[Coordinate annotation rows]
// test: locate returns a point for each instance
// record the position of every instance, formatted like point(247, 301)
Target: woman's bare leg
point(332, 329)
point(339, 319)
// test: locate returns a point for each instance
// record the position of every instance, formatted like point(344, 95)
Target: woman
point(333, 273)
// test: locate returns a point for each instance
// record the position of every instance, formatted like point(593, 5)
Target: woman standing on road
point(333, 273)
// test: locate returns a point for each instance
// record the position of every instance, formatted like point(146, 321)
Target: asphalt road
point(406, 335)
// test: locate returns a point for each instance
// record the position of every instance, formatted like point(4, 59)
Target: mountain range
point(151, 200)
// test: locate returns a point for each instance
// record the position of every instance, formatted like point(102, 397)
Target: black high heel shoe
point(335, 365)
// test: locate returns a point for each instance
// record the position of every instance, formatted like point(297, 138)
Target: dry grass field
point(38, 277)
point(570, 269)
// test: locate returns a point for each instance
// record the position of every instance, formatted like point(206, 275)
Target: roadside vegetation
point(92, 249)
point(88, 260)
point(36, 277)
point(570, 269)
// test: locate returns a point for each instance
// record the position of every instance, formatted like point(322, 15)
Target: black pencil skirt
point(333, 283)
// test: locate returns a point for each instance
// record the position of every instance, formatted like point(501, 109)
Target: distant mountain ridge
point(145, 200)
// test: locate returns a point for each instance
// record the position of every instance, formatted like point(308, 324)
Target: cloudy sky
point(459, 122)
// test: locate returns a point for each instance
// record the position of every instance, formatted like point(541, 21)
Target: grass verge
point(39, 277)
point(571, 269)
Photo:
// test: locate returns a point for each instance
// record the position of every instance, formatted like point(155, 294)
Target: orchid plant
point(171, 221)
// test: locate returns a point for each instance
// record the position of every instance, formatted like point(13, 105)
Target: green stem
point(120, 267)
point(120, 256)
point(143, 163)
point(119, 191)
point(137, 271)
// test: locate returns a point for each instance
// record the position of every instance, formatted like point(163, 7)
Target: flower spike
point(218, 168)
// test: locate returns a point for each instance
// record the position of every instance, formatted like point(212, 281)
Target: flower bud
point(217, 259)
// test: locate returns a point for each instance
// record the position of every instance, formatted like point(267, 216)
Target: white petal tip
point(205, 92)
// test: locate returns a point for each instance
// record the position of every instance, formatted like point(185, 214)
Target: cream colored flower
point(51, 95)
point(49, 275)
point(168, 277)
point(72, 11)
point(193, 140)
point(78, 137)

GOAL | How many rows above contain the string "black"? Reply with the number alone.

THE RESPONSE | 2